• [Compito 1]
Ricopia dall'articolo sulla strage in Bangladesh il passo compreso tra "In quel palazzo" e "finta di niente.", entrambi inclusi.
• [Compito 2]
Secondo l'articolo sulla strage in Bangladesh, quante persone lavoravano nel palazzo adibito a fabbrica di magliette low-cost?

• [Testo da leggere]
--------------------------------------------------

Strage in Bangladesh. Quelle magliette low-cost che costano troppo sangue
Sono soprattutto europee le multinazionali che si rifornivano dalla fabbrica crollata a Dacca, uccidendo 380 persone. E spunta anche la Benetton
Quando mercoledì scorso il Rana Plaza, un edificio di otto piani a Savar, nella profonda periferia di Dacca in Bangladesh, si è sbriciolato come un biscotto in seguito a un incendio il mondo ha assistito impotente all'ennesima strage di uomini, donne e bambini. Erano tutti lavoratori del settore tessile. Le vittime riconosciute finora sono 380, ma mancano all'appello decine e decine di persone. Inutili gli scavi per trovare qualche sopravvissuto. Le macerie hanno coperto tutto, con una rapidità terrificante.
In quel palazzo fatiscente adibito a fabbrica di magliette low-cost lavoravano più di 3.000 persone. Il Bangladesh è il secondo esportatore tessile asiatico dopo la Cina, e il business delle T-Shirts impiega circa 4 milioni di lavoratori e pesa per l'80 per cento del prodotto interno lordo del Paese.
Ma, come evidenzia un'inchiesta condotta in prima battuta dal settimanale tedesco Der Spiegel, quei morti sulla coscienza non ce l'hanno solo i proprietari dell'azienda che è crollata con le mura del suo palazzo, ma anche e soprattutto l'Europa, che - pur sapendo - ha fatto finta di niente.
Tutti i Paesi del club dei 27, nessuno escluso, si approvvigionava regolarmente di T-shirts a basso costo per la vendita al dettaglio delle grandi catene del Vecchio Continente. E il primo a puntare il dito contro "un assassinio nel nome del profitto" è Ramesch Chandra, il leader del sindacato dei lavoratori tessili di Dacca, che così ha commentato il più grande disastro industriale nella storia del Bangladesh, sostenendo che "i lavoratori hanno pagato con le loro vite per permettere ai consumatori di comprare magliette a prezzi stracciati".
Tra i clienti di Rana Plaza ci sono diverse catene tedesche, come la Phantom Apparels Ltd e la NKD, un'azienda che vende al dettaglio solo prodotti tessili "discount". Nel 2012 la NKD si è lamentata con i venditori del Bangladesh, ma non per le condizioni di lavoro cui erano sottoposti i dipendenti. Non per l'assenza di uscite di emergenza nel palazzo che è crollato, non per l'impiego di donne e bambini con turni dalle 12 alle 15 ore giornaliere. Ma semplicemente per la qualità del prodotto finito, che non corrispondeva agli standard richiesti.

--------------------------------------------------

• [Dati grezzi]

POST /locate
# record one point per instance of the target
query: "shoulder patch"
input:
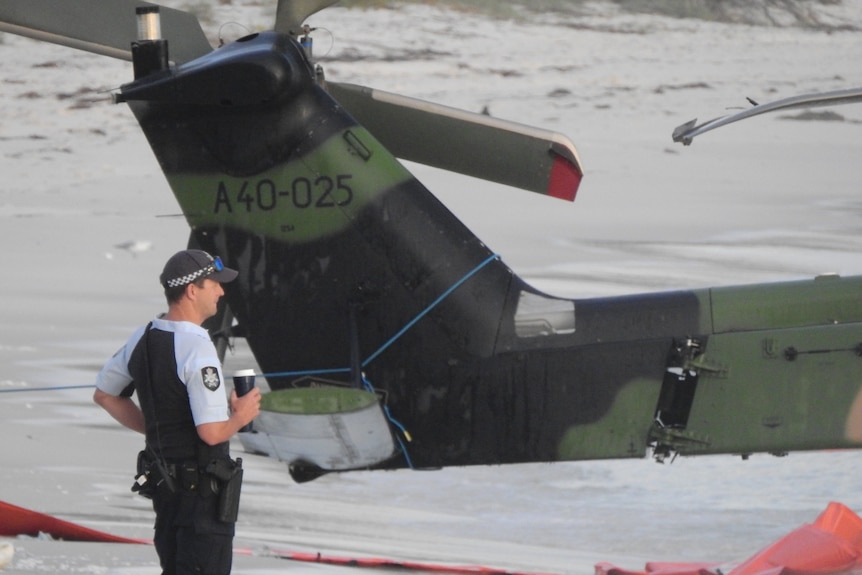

--------------------------------------------------

• [Risposta attesa 1]
In quel palazzo fatiscente adibito a fabbrica di magliette low-cost lavoravano più di 3.000 persone. Il Bangladesh è il secondo esportatore tessile asiatico dopo la Cina, e il business delle T-Shirts impiega circa 4 milioni di lavoratori e pesa per l'80 per cento del prodotto interno lordo del Paese.
Ma, come evidenzia un'inchiesta condotta in prima battuta dal settimanale tedesco Der Spiegel, quei morti sulla coscienza non ce l'hanno solo i proprietari dell'azienda che è crollata con le mura del suo palazzo, ma anche e soprattutto l'Europa, che - pur sapendo - ha fatto finta di niente.

• [Risposta attesa 2]
Nel palazzo lavoravano più di 3.000 persone.